**Work to be completed:**
In the Hampton Roads Academy text, who signed the contract in May 1959 to begin construction of the school?

**Page text:**
────────

Location
- 739 Academy Lane Newport News, Virginia 23602 United States
- 37°6′21.3″N 76°28′54.4″W﻿ / ﻿37.105917°N 76.481778°W

Information
- Type: Private, Coeducational
- Established: 1959
- Oversight: Board of Trustees
- Principal: (Upper) Benjamin Rous (Middle) Lisa Thatcher (Lower) Susanne Swain
- Head of school: Jay Lasley
- Grades: Pre K - 12
- Age range: 4-18
- Average class size: 16
- Colors: Blue, Gold
- Athletics conference: TCIS(or Peninsula Independent Athletic League (PIAL) for Middle School Sports)
- Mascot: Navigators
- Team name: Navigators
- Rival: Walsingham Academy
- School fees: Yearly Activity Fee (Pre-K-12) $350 Matriculation fee (one time for new students) $850
- Tuition: Pre-Kindergarten - Kindergarten $9,600, Lower School (1-4) $10,490, Middle School (5) $12,590, Middle School (6-8) $16,375, Upper School (9-12) $17,790
- Website: http://www.hra.org

= Hampton Roads Academy =

School in Newport News, Virginia, US

Hampton Roads Academy is a private, independent, co-educational, day school in Newport News, Virginia serving 644 students in grades Pre-K through twelve, and part of the Tidewater Conference of Independent Schools. HRA is accredited through the Virginia Association of Independent Schools, and is a member of the National Association of Independent Schools. The average class size is 16, and there were 65 students in the Class of 2017. The school was founded in 1959, in the context of massive resistance, as a segregation academy.

==History==

=== Mission and History ===
Hampton Roads Academy was founded in 1959 as a segregation academy with a student body of sixty all white students in grades seven through eleven. The school's founder, Hampton physician Russell von Lehn Buxton, who became the first chairman of the Board of Trustees, explained that the school was established to avoid the "limitations and constraints imposed on the public school system." Buxton, a graduate of Princeton and the University of Pennsylvania Medical School remained on the board until 1988.

=== Funding and Construction ===
In 1959, the State Corporation Commission granted Hampton Roads Academy a charter to begin construction. The school's board of trustees turned to the community and to the First National Bank to raise funding. In May 1959, Hampton Roads Academy secretary Pauline Trimpi signed a contract to begin construction of the $113,000 project on May 15.

────────

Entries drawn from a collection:

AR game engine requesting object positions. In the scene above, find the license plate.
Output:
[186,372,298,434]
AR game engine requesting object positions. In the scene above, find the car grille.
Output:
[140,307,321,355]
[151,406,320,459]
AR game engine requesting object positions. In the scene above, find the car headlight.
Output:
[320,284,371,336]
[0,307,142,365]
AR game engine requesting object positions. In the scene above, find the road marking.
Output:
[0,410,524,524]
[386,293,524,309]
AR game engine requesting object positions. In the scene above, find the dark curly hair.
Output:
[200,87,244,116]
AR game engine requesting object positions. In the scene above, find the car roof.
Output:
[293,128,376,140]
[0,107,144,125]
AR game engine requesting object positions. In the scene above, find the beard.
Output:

────────

**Answer to this task:**
Pauline Trimpi, the Hampton Roads Academy secretary.